• **DATA FOR REVIEW**
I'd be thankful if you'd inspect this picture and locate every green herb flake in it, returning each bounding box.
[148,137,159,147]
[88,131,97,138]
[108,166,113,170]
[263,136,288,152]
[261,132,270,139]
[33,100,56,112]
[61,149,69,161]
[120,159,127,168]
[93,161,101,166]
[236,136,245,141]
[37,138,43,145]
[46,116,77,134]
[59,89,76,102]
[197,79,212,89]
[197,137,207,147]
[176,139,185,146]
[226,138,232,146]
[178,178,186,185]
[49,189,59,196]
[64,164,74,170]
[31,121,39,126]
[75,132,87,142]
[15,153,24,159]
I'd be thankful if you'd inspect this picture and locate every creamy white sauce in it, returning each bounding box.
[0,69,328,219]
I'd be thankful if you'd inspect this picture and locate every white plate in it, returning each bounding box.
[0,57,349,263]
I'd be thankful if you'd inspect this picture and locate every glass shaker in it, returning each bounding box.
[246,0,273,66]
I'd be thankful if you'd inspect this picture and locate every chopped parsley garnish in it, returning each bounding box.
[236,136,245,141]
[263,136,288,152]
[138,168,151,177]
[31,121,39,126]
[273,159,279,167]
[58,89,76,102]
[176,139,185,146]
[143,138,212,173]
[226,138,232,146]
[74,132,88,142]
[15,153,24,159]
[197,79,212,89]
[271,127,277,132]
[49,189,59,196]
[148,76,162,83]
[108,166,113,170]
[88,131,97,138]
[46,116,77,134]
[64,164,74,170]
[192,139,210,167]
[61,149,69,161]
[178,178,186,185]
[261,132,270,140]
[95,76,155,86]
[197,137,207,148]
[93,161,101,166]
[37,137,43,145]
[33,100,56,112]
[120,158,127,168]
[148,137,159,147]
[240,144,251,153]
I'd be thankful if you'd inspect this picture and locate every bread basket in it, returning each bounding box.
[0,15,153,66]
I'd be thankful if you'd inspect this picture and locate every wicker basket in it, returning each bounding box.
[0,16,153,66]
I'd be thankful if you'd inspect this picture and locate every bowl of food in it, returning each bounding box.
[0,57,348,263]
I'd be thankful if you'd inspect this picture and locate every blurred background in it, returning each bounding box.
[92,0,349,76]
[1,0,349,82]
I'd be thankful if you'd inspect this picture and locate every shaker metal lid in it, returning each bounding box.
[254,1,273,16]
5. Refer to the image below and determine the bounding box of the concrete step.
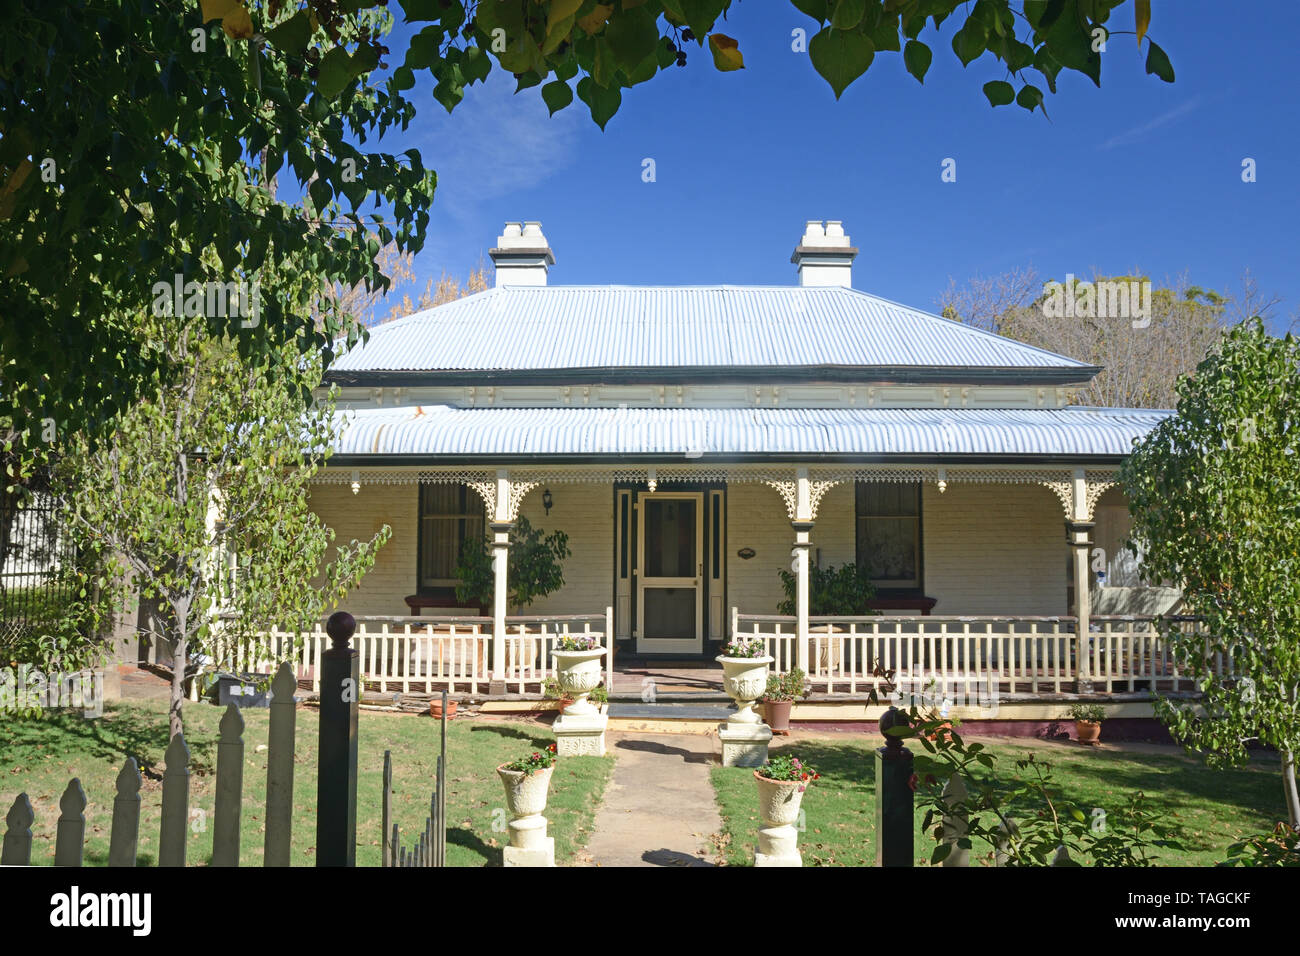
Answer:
[606,701,736,734]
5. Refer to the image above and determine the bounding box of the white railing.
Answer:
[734,614,1076,696]
[1091,615,1214,693]
[205,608,614,698]
[735,611,1215,697]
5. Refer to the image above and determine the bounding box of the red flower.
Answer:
[908,773,919,792]
[801,773,809,781]
[548,744,557,753]
[813,773,820,780]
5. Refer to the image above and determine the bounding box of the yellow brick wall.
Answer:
[514,486,614,617]
[919,482,1067,615]
[307,481,420,617]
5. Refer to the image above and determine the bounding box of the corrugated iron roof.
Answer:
[330,286,1094,374]
[329,405,1169,459]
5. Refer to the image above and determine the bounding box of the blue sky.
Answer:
[375,1,1298,329]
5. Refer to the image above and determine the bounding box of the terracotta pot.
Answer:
[763,698,793,732]
[754,771,807,828]
[555,696,575,711]
[497,764,554,819]
[429,698,457,719]
[1075,719,1101,745]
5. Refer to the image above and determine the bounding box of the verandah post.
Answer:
[317,610,359,867]
[1068,468,1095,694]
[793,467,813,673]
[490,469,512,694]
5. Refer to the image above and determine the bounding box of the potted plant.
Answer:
[761,668,809,733]
[754,754,819,865]
[1068,703,1105,745]
[497,744,558,820]
[777,563,877,669]
[588,683,609,709]
[717,637,774,725]
[552,634,605,716]
[429,696,458,719]
[541,676,574,711]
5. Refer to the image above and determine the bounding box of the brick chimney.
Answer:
[489,221,555,287]
[791,220,857,288]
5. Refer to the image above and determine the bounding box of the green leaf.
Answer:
[830,0,866,31]
[605,6,659,67]
[266,9,313,56]
[982,79,1015,106]
[541,79,573,116]
[808,27,875,99]
[575,76,622,129]
[316,47,354,100]
[1145,40,1175,83]
[791,0,829,22]
[951,23,987,66]
[903,39,931,83]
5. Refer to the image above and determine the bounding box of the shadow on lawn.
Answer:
[447,826,503,866]
[1,703,217,779]
[467,723,552,749]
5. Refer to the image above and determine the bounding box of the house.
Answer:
[305,220,1171,697]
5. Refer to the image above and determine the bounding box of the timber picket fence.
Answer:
[1,663,300,867]
[382,690,448,868]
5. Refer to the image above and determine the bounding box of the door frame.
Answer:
[635,491,704,655]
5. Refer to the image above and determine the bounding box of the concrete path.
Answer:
[578,732,723,867]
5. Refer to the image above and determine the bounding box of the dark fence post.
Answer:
[317,611,359,867]
[874,705,914,867]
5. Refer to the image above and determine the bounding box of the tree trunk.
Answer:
[1283,749,1300,832]
[169,631,188,742]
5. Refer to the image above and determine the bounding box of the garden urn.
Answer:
[753,771,807,867]
[716,655,774,724]
[497,764,554,820]
[553,647,605,717]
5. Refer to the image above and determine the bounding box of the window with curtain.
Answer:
[418,484,484,589]
[855,482,921,589]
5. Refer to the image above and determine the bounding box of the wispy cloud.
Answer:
[1099,96,1202,150]
[415,71,582,220]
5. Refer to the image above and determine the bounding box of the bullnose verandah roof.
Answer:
[327,405,1170,462]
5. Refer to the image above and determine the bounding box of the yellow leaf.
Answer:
[1135,0,1151,45]
[709,33,744,71]
[200,0,241,23]
[547,0,584,34]
[222,5,254,40]
[576,3,614,35]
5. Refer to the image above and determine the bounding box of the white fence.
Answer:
[205,609,614,697]
[734,611,1215,696]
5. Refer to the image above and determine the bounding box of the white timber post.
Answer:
[491,469,512,688]
[1068,467,1094,693]
[793,467,814,674]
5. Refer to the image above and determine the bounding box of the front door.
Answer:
[636,492,703,654]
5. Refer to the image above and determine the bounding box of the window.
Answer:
[418,485,484,589]
[855,482,921,590]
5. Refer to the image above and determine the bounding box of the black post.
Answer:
[317,611,359,867]
[874,705,915,867]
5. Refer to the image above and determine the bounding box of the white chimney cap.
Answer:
[792,219,857,287]
[491,220,555,286]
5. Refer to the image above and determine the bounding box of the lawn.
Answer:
[0,697,613,867]
[710,734,1284,866]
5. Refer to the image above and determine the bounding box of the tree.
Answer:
[938,270,1234,408]
[455,515,571,611]
[54,317,389,739]
[1120,319,1300,830]
[1,1,1175,461]
[329,241,489,326]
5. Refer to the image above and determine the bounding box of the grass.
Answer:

• **WHAT THE TASK REQUIRES**
Exactly as they appear above, print all the lines, but not the pictures.

• **RESPONSE TO THE TASK**
I'd be thankful if you'd inspect this picture and locate every green herb flake in it, returning each bounding box.
[148,137,159,147]
[88,131,97,138]
[108,166,113,170]
[263,136,288,152]
[261,132,270,139]
[33,100,56,112]
[61,149,69,161]
[120,159,127,168]
[93,161,101,166]
[236,136,245,141]
[37,138,43,145]
[46,116,77,134]
[59,89,76,102]
[197,79,212,89]
[197,137,207,147]
[176,139,185,146]
[226,138,232,146]
[178,178,186,185]
[49,189,59,196]
[64,164,74,170]
[31,121,39,126]
[75,132,87,142]
[15,153,24,159]
I'd be thankful if you'd inspect this picture and locate every creamy white sauce in it, returning each bounding box.
[0,69,328,219]
I'd be thankful if you'd inspect this picture and locate every white plate in it, returning each bounding box.
[0,57,349,263]
I'd be thankful if you'd inspect this picture and locate every glass shaker in it, returning each bounding box.
[246,0,273,66]
I'd be thankful if you'd inspect this picture and locate every chopped parsley garnish in it, returning each bounding box.
[236,136,245,141]
[263,136,288,152]
[138,168,151,177]
[31,121,39,126]
[273,159,279,167]
[58,89,76,102]
[176,139,185,146]
[143,138,212,173]
[226,138,232,146]
[74,132,88,142]
[15,153,24,159]
[197,79,212,89]
[271,127,277,132]
[49,189,59,196]
[148,76,162,83]
[108,166,113,170]
[88,131,97,138]
[46,116,77,134]
[64,164,74,170]
[192,139,210,167]
[61,149,69,161]
[178,178,186,185]
[261,132,270,140]
[95,76,155,86]
[197,137,207,148]
[93,161,101,166]
[37,137,43,145]
[33,100,56,112]
[120,158,127,168]
[148,137,159,147]
[240,144,251,153]
I'd be thankful if you'd inspect this picture and locate every bread basket in it, returning each bounding box.
[0,15,153,66]
I'd be thankful if you'd inspect this picture and locate every wicker basket in it, returning each bounding box.
[0,16,153,66]
I'd be thankful if you'd inspect this picture and locate every bowl of food in it, returning each bounding box.
[0,57,348,263]
I'd be thankful if you'd inspect this picture and locate every blurred background in it, returning each bounding box.
[92,0,349,76]
[1,0,349,82]
I'd be thankful if you'd inspect this picture and locate every shaker metal lid in it, returning each bounding box.
[254,1,273,16]
5. Refer to the image below and determine the bounding box of the concrete step.
Answer:
[606,701,736,734]
5. Refer to the image above and determine the bounding box of the white railing.
Answer:
[734,614,1076,696]
[1091,615,1214,693]
[205,608,614,698]
[735,611,1215,697]
5. Refer to the image above and determine the bounding box of the red flower.
Answer:
[908,773,919,792]
[801,773,809,781]
[548,744,557,753]
[813,773,820,780]
5. Refer to the image above and determine the bounding box of the yellow brick wall.
Answer:
[514,486,614,617]
[919,482,1067,615]
[307,481,420,617]
5. Refer to the image above and determine the bounding box of the corrugated iron roof.
Answer:
[330,286,1094,374]
[329,405,1169,459]
5. Refer to the image above and determine the bounding box of the blue sky.
Answer:
[375,1,1298,329]
5. Refer to the image above and determine the bounding box of the terracotta pot.
Answer:
[763,698,793,732]
[754,771,807,828]
[555,696,575,711]
[497,764,554,819]
[429,698,457,719]
[1075,719,1101,745]
5. Refer to the image above and determine the bounding box of the verandah post.
Answer:
[317,610,359,867]
[1068,468,1095,694]
[793,467,813,673]
[490,469,512,694]
5. Refer to the image above and determine the bounding box of the potted plant.
Answer:
[761,668,809,733]
[754,754,819,865]
[1068,703,1105,745]
[497,744,558,820]
[777,563,877,669]
[588,683,609,709]
[717,637,774,725]
[552,634,605,716]
[429,696,458,719]
[541,676,574,711]
5. Refer to the image above and determine the bounding box of the brick chimney.
Answer:
[489,221,555,287]
[791,220,857,288]
5. Refer to the image above and determine the bounding box of the green leaf.
Answer:
[830,0,866,31]
[605,6,659,67]
[266,9,313,56]
[982,79,1015,106]
[541,79,573,116]
[808,27,875,99]
[575,76,622,129]
[316,47,354,100]
[1145,40,1175,83]
[791,0,829,22]
[951,23,987,66]
[903,39,931,83]
5. Refer to the image above and determine the bounding box of the shadow on lawn.
Answer:
[447,826,503,866]
[1,703,217,779]
[467,723,552,749]
5. Refer to the image above and determine the bounding box of the house.
Answer:
[305,220,1171,697]
5. Refer to the image above and determine the bounding box of the timber picket fence.
Answer:
[1,663,300,867]
[382,690,448,868]
5. Refer to the image above and determine the bounding box of the door frame.
Answer:
[635,491,704,655]
5. Refer to the image above and determine the bounding box of the concrete path.
Answer:
[578,732,723,867]
5. Refer to the image above and determine the bounding box of the dark fence post.
Answer:
[317,611,359,867]
[874,705,914,867]
5. Refer to the image above and determine the bounding box of the tree trunk.
Answer:
[1283,749,1300,832]
[169,631,188,742]
5. Refer to the image above and determine the bounding box of the garden urn.
Answer:
[753,771,807,867]
[716,655,774,724]
[497,764,554,820]
[553,647,605,717]
5. Refer to the image above and determine the bounding box of the window with curtain.
Answer:
[418,484,484,589]
[855,482,921,589]
5. Refer to the image above and determine the bounding box of the wispy cloud.
Answer:
[1099,96,1202,150]
[415,71,582,220]
5. Refer to the image above and determine the bounding box of the bullnose verandah roof.
Answer:
[327,405,1170,462]
5. Refer to the image above and determine the bounding box of the yellow leaf.
Answer:
[1135,0,1151,45]
[709,33,744,71]
[200,0,241,23]
[547,0,584,34]
[222,5,254,40]
[576,3,614,35]
5. Refer to the image above and determine the bounding box of the white fence.
Answer:
[205,609,614,697]
[734,611,1215,696]
5. Refer to the image above and determine the bounding box of the white timber post.
Answer:
[491,469,512,688]
[1068,467,1094,693]
[793,467,814,674]
5. Refer to the image above and determine the bounding box of the front door.
Answer:
[636,492,703,654]
5. Refer to the image above and determine the bounding box of the window.
Answer:
[418,485,484,589]
[855,482,921,590]
5. Refer to the image above and determine the bounding box of the black post.
Answer:
[317,611,359,867]
[874,705,915,867]
5. Refer to the image above and determine the bounding box of the white chimney cap.
Answer:
[792,219,857,287]
[491,220,555,286]
5. Refer to the image above and determine the bounding box of the lawn.
Answer:
[0,697,613,867]
[710,734,1284,866]
5. Refer to the image above and determine the bounding box of the tree.
Answer:
[938,270,1234,408]
[455,515,571,611]
[54,317,389,739]
[1120,319,1300,830]
[1,1,1175,461]
[329,241,489,326]
5. Refer to the image above and determine the bounding box of the grass.
Answer:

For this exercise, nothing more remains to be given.